* Task: Quote the lines from the line holding "bbox: bus rear wheel" to the very end of the listing, exactly, and no others.

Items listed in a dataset
>>>>>
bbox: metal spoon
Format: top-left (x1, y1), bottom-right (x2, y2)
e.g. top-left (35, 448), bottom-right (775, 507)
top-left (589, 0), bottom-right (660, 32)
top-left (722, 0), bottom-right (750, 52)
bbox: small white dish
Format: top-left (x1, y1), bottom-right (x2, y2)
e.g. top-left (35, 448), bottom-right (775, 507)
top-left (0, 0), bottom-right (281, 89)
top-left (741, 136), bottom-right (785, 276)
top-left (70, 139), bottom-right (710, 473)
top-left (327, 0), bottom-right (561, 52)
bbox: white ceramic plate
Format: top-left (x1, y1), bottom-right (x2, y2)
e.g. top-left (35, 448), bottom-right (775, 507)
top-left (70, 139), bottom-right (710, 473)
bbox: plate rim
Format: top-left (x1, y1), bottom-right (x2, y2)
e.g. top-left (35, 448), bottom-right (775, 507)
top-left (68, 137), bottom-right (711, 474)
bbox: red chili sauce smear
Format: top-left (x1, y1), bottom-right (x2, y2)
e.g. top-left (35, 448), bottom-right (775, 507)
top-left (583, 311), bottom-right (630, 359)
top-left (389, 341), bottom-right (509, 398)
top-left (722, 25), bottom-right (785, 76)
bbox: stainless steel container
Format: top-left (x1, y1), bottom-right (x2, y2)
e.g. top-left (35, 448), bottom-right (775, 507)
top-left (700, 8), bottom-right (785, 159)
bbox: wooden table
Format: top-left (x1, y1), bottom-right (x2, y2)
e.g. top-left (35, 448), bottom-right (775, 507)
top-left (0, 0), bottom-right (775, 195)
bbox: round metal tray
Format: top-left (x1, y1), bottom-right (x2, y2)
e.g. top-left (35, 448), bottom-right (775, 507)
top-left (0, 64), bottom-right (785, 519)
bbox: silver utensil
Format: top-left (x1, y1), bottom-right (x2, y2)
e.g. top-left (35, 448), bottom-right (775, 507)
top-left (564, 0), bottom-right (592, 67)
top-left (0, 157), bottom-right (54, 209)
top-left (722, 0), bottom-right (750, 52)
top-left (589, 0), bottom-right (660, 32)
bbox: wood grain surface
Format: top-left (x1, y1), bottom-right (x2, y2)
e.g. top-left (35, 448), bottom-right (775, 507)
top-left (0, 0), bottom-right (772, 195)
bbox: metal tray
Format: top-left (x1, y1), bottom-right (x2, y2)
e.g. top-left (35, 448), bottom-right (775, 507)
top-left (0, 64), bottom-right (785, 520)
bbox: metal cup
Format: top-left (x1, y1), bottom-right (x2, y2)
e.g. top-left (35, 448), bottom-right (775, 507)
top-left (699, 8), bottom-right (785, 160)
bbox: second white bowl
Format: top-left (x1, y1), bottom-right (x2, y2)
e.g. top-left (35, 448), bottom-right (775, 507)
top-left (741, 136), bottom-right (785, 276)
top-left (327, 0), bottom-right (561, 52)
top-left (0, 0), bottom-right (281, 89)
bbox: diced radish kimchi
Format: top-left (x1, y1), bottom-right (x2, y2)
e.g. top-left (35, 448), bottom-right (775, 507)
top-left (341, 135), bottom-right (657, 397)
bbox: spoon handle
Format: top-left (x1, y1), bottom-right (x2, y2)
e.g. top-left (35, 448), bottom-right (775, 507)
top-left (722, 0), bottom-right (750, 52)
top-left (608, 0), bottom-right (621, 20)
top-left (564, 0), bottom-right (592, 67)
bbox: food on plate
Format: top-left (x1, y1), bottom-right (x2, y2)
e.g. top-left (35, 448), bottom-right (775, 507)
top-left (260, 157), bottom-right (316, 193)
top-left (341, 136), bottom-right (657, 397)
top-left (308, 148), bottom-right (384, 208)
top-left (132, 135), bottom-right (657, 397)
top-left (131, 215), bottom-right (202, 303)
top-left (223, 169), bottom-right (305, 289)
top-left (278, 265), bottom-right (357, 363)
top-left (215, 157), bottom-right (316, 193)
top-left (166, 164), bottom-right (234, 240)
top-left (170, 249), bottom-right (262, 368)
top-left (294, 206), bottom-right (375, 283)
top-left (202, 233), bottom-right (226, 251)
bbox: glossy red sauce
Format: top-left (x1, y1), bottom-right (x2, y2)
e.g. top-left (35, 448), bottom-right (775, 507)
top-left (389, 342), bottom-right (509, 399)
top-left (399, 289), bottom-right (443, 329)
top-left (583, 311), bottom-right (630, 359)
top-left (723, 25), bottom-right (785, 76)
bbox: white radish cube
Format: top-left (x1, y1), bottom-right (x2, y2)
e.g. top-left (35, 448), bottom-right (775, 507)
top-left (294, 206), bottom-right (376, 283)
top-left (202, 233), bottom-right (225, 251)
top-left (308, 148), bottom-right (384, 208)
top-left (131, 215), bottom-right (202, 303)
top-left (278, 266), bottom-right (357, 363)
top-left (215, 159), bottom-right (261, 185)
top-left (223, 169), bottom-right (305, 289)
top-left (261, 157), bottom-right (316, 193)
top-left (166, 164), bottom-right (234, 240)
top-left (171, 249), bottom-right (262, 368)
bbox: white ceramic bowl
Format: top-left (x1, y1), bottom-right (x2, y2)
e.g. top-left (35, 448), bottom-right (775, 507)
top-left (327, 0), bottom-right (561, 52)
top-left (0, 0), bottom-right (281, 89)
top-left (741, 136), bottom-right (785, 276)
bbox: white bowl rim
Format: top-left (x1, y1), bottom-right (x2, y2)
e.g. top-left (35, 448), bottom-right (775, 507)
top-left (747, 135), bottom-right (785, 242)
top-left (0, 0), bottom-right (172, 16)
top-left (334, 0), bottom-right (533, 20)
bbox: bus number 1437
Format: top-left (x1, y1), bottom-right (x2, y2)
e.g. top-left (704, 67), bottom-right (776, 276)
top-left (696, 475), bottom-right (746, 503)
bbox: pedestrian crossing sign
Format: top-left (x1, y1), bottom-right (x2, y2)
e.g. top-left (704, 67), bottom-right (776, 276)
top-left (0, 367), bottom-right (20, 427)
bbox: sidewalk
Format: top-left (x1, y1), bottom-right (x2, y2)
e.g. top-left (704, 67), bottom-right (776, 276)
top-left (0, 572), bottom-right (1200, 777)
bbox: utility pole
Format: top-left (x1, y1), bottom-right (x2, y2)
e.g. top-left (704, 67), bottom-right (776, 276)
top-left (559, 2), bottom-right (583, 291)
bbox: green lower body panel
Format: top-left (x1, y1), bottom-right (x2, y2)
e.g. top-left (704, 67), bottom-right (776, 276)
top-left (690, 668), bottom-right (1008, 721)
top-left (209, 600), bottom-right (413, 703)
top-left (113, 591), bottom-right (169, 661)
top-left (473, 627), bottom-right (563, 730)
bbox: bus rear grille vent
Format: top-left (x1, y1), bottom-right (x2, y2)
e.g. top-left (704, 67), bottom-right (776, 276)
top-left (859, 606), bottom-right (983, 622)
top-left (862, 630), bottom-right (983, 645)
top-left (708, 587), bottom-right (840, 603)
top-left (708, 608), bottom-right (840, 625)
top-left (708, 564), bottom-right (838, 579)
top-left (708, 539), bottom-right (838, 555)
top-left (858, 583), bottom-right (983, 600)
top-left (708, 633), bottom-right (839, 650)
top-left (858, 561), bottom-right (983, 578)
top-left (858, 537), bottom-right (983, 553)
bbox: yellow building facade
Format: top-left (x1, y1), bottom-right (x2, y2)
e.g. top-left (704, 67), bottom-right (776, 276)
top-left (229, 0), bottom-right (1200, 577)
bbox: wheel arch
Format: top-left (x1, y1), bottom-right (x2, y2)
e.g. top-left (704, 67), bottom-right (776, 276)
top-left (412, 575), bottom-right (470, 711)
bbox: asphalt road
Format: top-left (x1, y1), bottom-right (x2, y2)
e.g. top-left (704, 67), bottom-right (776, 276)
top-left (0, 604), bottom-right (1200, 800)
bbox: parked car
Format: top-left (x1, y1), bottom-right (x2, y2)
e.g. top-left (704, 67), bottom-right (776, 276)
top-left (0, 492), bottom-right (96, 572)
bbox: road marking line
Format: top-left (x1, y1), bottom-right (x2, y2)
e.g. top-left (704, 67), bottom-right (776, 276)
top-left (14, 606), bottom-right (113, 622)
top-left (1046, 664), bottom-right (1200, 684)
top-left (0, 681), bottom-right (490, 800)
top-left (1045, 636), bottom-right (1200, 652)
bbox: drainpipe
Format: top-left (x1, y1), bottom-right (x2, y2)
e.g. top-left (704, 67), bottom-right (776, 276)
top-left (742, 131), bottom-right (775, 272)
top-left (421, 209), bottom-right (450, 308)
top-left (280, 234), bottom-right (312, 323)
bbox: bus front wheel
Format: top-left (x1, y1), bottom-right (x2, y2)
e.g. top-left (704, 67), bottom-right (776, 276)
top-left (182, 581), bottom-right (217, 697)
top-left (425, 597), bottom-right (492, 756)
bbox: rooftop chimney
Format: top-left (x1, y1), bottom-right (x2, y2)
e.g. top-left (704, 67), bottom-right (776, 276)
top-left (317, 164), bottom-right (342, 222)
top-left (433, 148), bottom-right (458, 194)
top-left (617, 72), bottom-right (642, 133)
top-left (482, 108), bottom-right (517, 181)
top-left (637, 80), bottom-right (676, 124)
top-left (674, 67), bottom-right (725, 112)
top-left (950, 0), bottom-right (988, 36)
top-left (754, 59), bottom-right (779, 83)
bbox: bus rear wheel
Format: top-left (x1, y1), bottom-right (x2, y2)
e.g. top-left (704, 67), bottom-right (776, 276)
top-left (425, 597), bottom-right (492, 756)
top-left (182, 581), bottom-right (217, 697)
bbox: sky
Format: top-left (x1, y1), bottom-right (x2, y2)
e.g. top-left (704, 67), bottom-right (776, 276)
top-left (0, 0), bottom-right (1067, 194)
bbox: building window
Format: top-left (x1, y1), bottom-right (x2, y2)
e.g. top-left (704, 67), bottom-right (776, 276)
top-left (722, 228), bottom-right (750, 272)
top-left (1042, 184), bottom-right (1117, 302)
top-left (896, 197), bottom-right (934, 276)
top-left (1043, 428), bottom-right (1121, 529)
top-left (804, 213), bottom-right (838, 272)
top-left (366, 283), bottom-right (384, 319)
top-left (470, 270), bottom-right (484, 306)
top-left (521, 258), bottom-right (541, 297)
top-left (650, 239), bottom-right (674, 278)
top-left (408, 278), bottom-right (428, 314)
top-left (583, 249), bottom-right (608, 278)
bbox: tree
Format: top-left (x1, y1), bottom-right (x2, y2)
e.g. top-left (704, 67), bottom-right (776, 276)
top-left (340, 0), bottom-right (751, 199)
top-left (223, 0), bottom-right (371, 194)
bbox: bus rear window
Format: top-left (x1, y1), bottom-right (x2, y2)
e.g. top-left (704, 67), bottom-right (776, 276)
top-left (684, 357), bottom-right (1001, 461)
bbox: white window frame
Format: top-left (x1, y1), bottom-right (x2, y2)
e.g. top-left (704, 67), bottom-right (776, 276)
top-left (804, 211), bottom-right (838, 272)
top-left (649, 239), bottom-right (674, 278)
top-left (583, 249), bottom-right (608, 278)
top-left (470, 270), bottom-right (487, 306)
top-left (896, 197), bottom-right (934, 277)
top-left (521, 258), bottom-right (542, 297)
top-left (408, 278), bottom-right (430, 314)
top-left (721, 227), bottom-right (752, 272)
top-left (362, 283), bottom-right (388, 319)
<<<<<
* Finished exercise:
bbox: bus rear wheel
Format: top-left (x1, y1), bottom-right (x2, y2)
e.g. top-left (704, 67), bottom-right (776, 276)
top-left (425, 597), bottom-right (492, 756)
top-left (182, 581), bottom-right (217, 697)
bbox: sky
Format: top-left (x1, y1), bottom-right (x2, y2)
e.g. top-left (704, 67), bottom-right (776, 276)
top-left (0, 0), bottom-right (1067, 194)
bbox: building window
Format: top-left (x1, y1), bottom-right (x2, y2)
e.g. top-left (704, 67), bottom-right (776, 276)
top-left (722, 228), bottom-right (750, 272)
top-left (1042, 184), bottom-right (1117, 302)
top-left (896, 197), bottom-right (934, 276)
top-left (1043, 428), bottom-right (1121, 529)
top-left (804, 213), bottom-right (838, 272)
top-left (366, 283), bottom-right (384, 319)
top-left (470, 270), bottom-right (484, 306)
top-left (521, 258), bottom-right (541, 297)
top-left (650, 239), bottom-right (674, 278)
top-left (408, 278), bottom-right (428, 314)
top-left (583, 249), bottom-right (608, 278)
bbox: tree
Format: top-left (x1, y1), bottom-right (x2, y2)
e.g. top-left (704, 67), bottom-right (776, 276)
top-left (340, 0), bottom-right (751, 199)
top-left (223, 0), bottom-right (371, 194)
bbox: bus rear window
Format: top-left (x1, y1), bottom-right (x2, y2)
e.g. top-left (704, 67), bottom-right (776, 276)
top-left (684, 357), bottom-right (1001, 461)
bbox: white window frame
Format: top-left (x1, y1), bottom-right (x2, y2)
e.g. top-left (704, 67), bottom-right (776, 276)
top-left (804, 211), bottom-right (838, 272)
top-left (649, 239), bottom-right (674, 278)
top-left (583, 249), bottom-right (608, 278)
top-left (470, 270), bottom-right (487, 306)
top-left (896, 197), bottom-right (934, 277)
top-left (521, 258), bottom-right (542, 297)
top-left (408, 278), bottom-right (430, 314)
top-left (721, 227), bottom-right (752, 272)
top-left (362, 283), bottom-right (388, 319)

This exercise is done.